Copy verbatim the block of lines in the entries below whose first line contains "Target: dry grass" and whose last line contains "Target: small stone". Leave out all other lines.

*** Begin section ***

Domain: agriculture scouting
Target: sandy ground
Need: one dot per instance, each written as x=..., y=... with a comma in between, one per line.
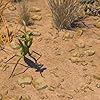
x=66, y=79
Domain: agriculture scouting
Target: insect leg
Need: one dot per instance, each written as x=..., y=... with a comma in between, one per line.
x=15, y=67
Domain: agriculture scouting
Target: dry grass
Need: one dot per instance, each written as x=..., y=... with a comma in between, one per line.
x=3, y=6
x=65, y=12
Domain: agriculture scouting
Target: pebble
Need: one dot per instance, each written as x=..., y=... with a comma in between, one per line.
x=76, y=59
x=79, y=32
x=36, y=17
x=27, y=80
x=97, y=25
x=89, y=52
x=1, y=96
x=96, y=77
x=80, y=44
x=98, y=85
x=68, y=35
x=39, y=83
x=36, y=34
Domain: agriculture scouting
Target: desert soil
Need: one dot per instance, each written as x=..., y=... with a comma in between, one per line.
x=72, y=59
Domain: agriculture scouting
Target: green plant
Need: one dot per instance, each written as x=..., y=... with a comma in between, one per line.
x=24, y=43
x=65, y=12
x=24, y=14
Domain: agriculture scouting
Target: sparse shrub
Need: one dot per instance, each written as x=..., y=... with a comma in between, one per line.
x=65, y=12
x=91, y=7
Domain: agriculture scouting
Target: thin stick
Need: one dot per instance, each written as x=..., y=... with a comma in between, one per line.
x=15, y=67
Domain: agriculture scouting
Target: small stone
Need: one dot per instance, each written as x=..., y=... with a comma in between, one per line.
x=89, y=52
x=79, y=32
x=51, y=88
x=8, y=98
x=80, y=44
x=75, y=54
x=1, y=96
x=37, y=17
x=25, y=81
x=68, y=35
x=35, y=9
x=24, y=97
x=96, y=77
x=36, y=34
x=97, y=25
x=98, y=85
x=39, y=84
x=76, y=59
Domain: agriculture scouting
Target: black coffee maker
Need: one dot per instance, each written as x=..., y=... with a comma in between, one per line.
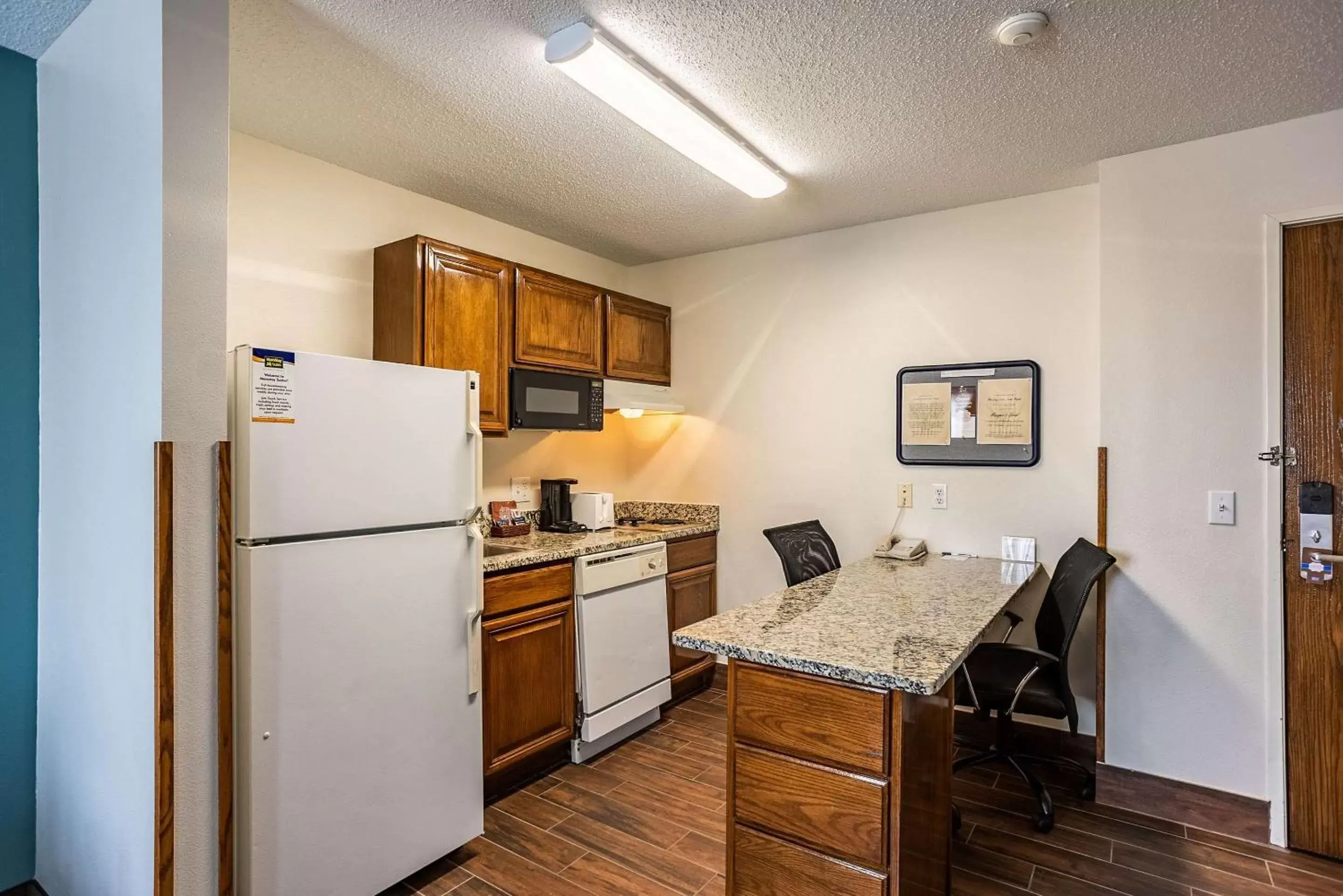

*** End section ***
*** Begin section ***

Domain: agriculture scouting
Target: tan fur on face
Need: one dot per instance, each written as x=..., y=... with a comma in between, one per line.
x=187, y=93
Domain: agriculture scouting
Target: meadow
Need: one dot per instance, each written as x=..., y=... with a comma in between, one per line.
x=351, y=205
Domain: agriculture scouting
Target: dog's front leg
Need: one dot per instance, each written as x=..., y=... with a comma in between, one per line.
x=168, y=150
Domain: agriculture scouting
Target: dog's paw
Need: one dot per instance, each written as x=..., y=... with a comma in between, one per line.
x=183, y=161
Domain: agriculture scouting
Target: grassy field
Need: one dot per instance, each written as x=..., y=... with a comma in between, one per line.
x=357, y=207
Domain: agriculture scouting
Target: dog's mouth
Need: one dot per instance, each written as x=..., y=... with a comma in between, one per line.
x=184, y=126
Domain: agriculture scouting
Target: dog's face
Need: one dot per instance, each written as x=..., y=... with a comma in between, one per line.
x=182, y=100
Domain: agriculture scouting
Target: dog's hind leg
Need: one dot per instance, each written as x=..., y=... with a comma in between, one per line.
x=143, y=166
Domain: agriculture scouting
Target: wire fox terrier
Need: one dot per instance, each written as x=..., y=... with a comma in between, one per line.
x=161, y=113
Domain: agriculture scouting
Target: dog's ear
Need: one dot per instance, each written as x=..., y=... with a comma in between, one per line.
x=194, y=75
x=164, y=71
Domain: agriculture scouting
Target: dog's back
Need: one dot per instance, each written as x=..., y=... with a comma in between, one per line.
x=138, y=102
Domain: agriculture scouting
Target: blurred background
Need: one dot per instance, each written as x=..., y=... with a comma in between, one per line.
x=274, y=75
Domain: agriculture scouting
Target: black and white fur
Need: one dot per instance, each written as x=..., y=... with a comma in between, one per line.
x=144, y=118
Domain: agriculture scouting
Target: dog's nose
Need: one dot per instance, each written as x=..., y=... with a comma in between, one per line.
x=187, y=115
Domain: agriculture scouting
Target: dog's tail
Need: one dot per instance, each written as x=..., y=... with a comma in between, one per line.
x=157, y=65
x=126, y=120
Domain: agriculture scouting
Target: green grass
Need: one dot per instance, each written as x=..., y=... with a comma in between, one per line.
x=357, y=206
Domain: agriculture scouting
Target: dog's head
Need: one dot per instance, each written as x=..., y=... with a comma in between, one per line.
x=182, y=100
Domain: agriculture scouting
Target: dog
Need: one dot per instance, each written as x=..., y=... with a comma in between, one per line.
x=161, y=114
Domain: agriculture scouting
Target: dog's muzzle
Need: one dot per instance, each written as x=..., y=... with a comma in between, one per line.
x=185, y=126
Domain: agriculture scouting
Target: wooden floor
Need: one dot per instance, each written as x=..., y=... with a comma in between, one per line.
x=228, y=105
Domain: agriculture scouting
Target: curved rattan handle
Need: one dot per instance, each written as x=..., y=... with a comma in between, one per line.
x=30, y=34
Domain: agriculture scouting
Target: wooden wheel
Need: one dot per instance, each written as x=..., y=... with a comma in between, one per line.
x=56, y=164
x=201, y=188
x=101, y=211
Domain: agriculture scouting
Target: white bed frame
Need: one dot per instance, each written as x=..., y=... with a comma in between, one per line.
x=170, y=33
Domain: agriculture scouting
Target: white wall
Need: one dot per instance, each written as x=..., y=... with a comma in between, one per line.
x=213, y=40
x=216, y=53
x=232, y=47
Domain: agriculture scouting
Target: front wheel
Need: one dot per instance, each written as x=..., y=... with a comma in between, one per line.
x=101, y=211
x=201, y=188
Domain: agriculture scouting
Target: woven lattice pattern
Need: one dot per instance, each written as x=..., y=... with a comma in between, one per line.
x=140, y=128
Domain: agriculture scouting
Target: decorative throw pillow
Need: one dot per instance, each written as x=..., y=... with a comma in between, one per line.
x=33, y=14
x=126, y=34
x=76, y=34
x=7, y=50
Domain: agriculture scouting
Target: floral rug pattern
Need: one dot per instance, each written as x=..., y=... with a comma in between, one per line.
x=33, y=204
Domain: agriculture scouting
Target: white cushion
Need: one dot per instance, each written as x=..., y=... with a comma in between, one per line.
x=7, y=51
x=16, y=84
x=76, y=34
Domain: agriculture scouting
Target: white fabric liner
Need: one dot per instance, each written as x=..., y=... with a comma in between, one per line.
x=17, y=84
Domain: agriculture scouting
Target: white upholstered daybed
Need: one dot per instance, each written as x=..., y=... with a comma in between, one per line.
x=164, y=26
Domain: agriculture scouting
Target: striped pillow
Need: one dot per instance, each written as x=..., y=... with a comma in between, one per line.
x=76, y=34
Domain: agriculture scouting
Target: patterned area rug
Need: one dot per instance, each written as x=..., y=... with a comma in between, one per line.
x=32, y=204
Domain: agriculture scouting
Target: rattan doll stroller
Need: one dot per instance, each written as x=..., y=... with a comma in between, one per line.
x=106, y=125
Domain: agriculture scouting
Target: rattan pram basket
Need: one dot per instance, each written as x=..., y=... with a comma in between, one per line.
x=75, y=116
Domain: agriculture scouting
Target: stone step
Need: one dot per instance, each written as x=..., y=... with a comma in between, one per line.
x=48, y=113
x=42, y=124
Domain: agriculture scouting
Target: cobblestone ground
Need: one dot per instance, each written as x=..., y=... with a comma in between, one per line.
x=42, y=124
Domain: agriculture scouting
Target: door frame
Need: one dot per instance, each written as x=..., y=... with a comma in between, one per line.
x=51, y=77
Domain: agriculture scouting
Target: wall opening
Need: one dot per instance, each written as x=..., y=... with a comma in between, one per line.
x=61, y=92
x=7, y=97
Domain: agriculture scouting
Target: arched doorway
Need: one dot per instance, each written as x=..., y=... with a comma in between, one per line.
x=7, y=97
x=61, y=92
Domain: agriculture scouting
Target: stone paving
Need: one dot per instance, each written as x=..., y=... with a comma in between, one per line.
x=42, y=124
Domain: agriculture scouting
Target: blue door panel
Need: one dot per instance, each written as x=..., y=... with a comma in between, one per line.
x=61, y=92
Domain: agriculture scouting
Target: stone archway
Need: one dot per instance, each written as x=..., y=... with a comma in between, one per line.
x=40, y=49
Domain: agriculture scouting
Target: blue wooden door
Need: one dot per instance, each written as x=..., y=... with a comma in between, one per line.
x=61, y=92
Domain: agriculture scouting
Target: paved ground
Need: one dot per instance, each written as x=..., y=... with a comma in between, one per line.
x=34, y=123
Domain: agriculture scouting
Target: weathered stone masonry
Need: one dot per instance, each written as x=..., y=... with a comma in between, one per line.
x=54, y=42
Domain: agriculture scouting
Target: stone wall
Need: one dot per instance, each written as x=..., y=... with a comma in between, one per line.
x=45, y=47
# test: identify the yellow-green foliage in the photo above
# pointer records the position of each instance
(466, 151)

*** End section ***

Your response:
Target: dry grass
Need: one dot per instance, each written as x=..., y=... with a comma in between, one per line.
x=3, y=6
x=65, y=12
Domain: agriculture scouting
Target: pebble
Need: one dot per instance, each written as x=..., y=... with a comma in between, one per line.
x=76, y=59
x=79, y=32
x=36, y=17
x=27, y=80
x=97, y=25
x=89, y=52
x=1, y=96
x=96, y=77
x=80, y=44
x=98, y=85
x=68, y=35
x=39, y=83
x=36, y=34
Domain: agriculture scouting
Target: desert soil
Need: one dot per instance, each written as x=..., y=... with a comma in between, one per line.
x=72, y=59
Domain: agriculture scouting
Target: green plant
Need: one dot per instance, each written as x=..., y=... with a comma in between, one per line.
x=24, y=43
x=65, y=12
x=24, y=14
Domain: agriculture scouting
Target: sparse shrub
Need: one dot per instance, each written as x=..., y=... with a comma in between, one per line.
x=65, y=12
x=91, y=7
Domain: agriculture scouting
Target: thin stick
Need: one dot per instance, each written as x=..., y=... with a comma in between, one per line.
x=15, y=67
Domain: agriculture scouting
Target: small stone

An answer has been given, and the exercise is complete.